(Information supplied Opens)
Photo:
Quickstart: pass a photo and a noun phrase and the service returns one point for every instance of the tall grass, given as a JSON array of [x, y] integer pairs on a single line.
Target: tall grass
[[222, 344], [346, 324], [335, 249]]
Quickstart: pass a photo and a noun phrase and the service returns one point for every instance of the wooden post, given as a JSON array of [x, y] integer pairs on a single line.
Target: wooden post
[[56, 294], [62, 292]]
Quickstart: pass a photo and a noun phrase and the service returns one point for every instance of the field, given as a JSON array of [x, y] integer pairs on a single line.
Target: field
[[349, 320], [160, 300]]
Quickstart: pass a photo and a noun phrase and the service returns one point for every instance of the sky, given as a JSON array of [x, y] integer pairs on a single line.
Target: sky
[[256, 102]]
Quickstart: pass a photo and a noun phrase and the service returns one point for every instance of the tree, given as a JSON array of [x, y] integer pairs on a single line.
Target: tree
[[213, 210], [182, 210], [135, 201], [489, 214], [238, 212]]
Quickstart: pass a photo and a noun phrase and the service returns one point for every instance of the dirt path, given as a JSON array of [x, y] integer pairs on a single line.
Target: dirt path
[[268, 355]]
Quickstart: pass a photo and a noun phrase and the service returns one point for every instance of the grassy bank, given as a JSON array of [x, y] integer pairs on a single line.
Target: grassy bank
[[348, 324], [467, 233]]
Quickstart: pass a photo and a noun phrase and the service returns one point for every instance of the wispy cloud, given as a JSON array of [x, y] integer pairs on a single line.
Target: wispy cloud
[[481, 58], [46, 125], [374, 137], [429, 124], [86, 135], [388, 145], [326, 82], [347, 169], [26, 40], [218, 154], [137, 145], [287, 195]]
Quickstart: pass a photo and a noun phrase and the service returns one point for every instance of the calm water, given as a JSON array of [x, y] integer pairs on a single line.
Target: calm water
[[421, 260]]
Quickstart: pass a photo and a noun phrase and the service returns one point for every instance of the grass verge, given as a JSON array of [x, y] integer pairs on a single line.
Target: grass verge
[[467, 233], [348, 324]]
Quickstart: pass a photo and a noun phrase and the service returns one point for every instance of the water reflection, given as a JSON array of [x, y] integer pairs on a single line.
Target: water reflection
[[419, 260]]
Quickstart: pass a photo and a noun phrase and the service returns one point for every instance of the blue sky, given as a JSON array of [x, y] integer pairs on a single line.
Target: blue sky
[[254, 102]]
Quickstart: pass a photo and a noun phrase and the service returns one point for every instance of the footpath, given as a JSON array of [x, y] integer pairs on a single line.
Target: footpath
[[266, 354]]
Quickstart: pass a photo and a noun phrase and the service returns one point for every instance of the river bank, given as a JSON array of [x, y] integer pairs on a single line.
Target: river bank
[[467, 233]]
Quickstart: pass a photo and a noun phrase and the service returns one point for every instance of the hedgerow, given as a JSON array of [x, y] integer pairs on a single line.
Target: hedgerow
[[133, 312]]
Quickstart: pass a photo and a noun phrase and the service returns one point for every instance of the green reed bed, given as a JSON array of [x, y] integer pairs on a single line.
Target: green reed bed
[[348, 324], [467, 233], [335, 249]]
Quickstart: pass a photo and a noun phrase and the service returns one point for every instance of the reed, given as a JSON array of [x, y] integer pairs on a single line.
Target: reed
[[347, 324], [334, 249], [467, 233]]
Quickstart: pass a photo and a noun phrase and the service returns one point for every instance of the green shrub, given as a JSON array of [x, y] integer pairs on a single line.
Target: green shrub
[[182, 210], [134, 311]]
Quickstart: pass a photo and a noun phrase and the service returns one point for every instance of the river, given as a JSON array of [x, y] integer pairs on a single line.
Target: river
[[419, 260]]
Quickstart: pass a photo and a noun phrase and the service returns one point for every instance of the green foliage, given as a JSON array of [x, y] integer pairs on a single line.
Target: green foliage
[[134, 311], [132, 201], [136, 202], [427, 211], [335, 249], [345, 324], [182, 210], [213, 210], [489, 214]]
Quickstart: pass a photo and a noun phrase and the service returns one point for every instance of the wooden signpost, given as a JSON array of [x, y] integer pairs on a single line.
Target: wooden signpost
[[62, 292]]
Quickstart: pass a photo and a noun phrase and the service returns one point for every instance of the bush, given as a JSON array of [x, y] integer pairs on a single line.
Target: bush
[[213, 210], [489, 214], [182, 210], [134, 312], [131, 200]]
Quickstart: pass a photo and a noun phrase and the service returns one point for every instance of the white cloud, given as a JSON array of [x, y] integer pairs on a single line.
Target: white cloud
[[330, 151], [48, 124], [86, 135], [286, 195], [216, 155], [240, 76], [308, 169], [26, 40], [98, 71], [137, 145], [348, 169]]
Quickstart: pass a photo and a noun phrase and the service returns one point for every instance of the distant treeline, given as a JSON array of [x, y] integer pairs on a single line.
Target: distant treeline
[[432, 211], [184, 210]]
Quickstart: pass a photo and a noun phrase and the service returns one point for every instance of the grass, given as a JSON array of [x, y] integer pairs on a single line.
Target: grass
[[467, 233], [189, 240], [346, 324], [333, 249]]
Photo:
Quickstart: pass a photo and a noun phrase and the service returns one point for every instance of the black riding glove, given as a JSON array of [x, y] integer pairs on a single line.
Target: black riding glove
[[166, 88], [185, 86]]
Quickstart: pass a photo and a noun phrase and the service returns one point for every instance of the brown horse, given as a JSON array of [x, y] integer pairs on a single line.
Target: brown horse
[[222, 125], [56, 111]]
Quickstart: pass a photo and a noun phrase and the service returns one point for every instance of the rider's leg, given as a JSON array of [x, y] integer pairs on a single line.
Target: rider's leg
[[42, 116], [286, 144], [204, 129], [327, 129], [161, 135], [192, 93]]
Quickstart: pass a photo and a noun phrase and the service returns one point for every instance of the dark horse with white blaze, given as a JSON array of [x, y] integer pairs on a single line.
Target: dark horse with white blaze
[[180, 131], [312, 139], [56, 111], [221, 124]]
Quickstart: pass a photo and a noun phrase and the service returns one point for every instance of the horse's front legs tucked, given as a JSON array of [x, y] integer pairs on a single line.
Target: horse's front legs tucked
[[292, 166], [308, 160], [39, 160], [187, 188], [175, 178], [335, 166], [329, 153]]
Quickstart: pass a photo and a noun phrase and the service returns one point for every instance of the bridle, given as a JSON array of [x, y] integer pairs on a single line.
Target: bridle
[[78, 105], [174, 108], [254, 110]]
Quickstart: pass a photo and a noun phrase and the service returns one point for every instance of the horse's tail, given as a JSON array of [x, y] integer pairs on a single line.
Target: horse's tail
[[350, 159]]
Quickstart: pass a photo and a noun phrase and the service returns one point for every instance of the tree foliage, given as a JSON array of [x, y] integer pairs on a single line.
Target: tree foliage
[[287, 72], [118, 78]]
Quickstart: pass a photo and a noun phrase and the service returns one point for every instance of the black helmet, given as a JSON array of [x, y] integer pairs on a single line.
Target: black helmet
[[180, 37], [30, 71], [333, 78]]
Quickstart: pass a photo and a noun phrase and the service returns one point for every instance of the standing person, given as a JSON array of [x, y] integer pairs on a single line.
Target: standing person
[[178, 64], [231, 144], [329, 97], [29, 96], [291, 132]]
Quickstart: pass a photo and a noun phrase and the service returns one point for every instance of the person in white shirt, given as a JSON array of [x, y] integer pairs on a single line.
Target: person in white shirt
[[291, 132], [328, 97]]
(Information supplied Closes)
- [To do] Can you write out the lines above, from the first one through the one containing "of the dirt", exactly as they appear and nothing more?

- [Answer to the problem]
Photo:
Quickstart: pass a photo and a noun phrase and the service returns one point for every instance of the tall grass, given as a JSON array of [x, y] integer pairs on a single line.
Target: tall grass
[[222, 344], [346, 324], [335, 249]]
Quickstart: pass a photo and a noun phrase and the service returns one point for every instance of the wooden post, given as a JSON array of [x, y] integer pairs on a single line.
Target: wooden post
[[56, 294], [62, 292]]
Quickstart: pass a photo and a noun phrase and the service returns one point for every instance of the field, given as a JSON array of [x, y] integer pairs on a single line.
Target: field
[[349, 320], [160, 300]]
Quickstart: pass a photo and a noun phrase and the service returns one point for every instance of the sky, given as a JSON array of [x, y] integer pairs on a single line.
Target: sky
[[256, 102]]
Quickstart: pass a photo and a noun phrase and the service returns one point for every instance of the tree, given as a JSON array of [x, y] integer pairs on a single line.
Target: tree
[[213, 210], [182, 210], [135, 201], [489, 214], [238, 212]]
Quickstart: pass a photo and a noun phrase and the service returns one point for every instance of the dirt path, given as a JSON array of [x, y] integer pairs on a single line.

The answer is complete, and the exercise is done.